• _EXCERTO FORNECIDO_:

⟨

15 julho 2009

Outro olhar

Prendo o meu olhar no passado. É verdade, este não é extenso e, logo, a minha experiência de vida não é longa. No entanto, não considero esta desvantagem como algo que invalide a essência dos meus sentimentos.

Invocando o exemplo de uma criança, deparo-me com uma realidade assustadora: os seus sentimentos são tão mais simples, tão mais inocentes, mas tão mais puros do que os dos adultos. E desenganem-se: esta realidade não está associada à falta de experiência de vida ou à ingenuidade características. Apenas acontece porque as crianças olham o mundo de uma forma simples e fácil.

É tempo de voltar a pousar o olhar no passado. Já fomos todos crianças, já vivemos todos o maravilhoso tempo que é a infância, e já olhámos todos o mundo de outra forma, com um olhar tão diferente.

No entanto, a vida encarrega-se de afogar toda esta pureza, colocando-nos obstáculos no caminho que nos obrigam a fechar os olhos. Mas, quando os abrimos, tudo está diferente, com tons acinzentados e escuros. A nossa visão é mais negra.

Ou porque conhecemos a maldade, o desgosto, a traição, a desconfiança ou a mentira, os nossos olhos já não mais encontram a verdadeira essência de cada coisa que nos rodeia. É como um manto escuro, que sufoca qualquer visão relativa à verdadeira beleza, à beleza simples, à beleza primária. Assim, tal como os olhos se habituam à claridade, reagem rapidamente com naturalidade às visões maldosas e julgadoras com que se deparam.

E é aqui que a nossa intervenção, enquanto seres humanos, é fundamental e imprescindível. Um marinheiro não pode ficar imóvel perante um possível naufrágio do seu barco e, assim, também nós não podemos assistir à nossa mudança de uma forma impávida e serena. Temos que fazer mais do que isso, ir mais além. Aqui, apelo a uma recordação do passado como forma de ganharmos força e coragem para esta luta contra nós próprios.

⟩

• _ENUNCIADO A_:
Por favor, reproduz sem qualquer alteração as linhas dos registos: começa na primeira linha dos registos e para depois da linha que contém "MULTIPOLYGON (((81 139, 84", incluindo essa linha.

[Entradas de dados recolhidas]
⟨

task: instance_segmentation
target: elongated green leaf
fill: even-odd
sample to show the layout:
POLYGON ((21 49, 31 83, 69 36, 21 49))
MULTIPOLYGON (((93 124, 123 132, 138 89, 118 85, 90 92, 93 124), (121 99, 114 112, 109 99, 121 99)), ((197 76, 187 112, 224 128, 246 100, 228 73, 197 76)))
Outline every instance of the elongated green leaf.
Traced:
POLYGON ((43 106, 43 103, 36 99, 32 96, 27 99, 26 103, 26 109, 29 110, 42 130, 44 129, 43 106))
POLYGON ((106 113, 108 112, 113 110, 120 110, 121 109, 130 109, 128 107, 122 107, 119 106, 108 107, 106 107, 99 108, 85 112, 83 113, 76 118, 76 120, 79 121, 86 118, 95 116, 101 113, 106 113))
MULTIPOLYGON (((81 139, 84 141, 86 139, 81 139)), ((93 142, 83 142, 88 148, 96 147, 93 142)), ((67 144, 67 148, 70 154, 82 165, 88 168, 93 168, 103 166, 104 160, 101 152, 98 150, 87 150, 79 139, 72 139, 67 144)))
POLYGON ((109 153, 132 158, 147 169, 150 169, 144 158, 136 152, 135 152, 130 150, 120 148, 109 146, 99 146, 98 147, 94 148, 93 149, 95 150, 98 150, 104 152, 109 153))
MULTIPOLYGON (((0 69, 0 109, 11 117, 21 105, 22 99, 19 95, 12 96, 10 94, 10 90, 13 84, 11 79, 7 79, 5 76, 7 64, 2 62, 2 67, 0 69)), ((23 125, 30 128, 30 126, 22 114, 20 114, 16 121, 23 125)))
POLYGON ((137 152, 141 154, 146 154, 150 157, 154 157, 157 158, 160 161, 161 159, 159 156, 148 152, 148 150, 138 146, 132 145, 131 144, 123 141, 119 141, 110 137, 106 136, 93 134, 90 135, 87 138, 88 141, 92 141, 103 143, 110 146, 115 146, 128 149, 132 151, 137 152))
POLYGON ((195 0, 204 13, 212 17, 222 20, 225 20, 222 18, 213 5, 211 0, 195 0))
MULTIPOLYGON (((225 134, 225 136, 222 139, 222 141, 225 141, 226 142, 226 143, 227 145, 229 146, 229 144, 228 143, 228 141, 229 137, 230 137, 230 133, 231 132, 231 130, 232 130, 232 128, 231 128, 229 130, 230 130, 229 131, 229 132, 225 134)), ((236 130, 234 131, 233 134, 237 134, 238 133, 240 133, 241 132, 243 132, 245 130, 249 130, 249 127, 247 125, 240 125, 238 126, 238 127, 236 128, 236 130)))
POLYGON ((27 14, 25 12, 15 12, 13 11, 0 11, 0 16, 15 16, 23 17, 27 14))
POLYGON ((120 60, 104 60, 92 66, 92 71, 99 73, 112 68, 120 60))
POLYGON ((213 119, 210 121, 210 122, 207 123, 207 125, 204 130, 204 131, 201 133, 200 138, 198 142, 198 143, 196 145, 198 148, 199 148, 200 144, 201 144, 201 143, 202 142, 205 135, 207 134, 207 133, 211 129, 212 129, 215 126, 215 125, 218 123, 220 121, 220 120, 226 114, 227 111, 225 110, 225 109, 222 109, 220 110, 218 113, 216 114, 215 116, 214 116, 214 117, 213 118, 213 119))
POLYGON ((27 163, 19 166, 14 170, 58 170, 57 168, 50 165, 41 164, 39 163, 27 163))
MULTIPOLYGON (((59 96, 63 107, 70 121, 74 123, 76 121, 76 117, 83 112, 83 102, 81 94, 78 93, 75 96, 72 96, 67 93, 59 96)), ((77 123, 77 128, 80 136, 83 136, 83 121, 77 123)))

⟩

• _ENUNCIADO B_:
Responde com base no texto:
(i) Que figura surge como exemplo de quem não pode ficar imóvel perante um possível naufrágio?
(ii) Segundo o texto, por que razão os sentimentos das crianças são mais puros?
(iii) Que tons tem tudo quando voltamos a abrir os olhos?

• _RESPOSTA A_:
task: instance_segmentation
target: elongated green leaf
fill: even-odd
sample to show the layout:
POLYGON ((21 49, 31 83, 69 36, 21 49))
MULTIPOLYGON (((93 124, 123 132, 138 89, 118 85, 90 92, 93 124), (121 99, 114 112, 109 99, 121 99)), ((197 76, 187 112, 224 128, 246 100, 228 73, 197 76)))
Outline every instance of the elongated green leaf.
Traced:
POLYGON ((43 106, 43 103, 36 99, 32 96, 27 99, 26 103, 26 109, 29 110, 42 130, 44 129, 43 106))
POLYGON ((106 113, 108 112, 113 110, 120 110, 121 109, 130 109, 128 107, 122 107, 119 106, 108 107, 106 107, 99 108, 85 112, 83 113, 76 118, 76 120, 79 121, 86 118, 95 116, 101 113, 106 113))
MULTIPOLYGON (((81 139, 84 141, 86 139, 81 139)), ((93 142, 83 142, 88 148, 96 147, 93 142)), ((67 144, 67 148, 70 154, 82 165, 88 168, 93 168, 103 166, 104 160, 101 152, 98 150, 87 150, 79 139, 72 139, 67 144)))

• _RESPOSTA B_:
(i) Um marinheiro.
(ii) Porque as crianças olham o mundo de uma forma simples e fácil.
(iii) Tons acinzentados e escuros.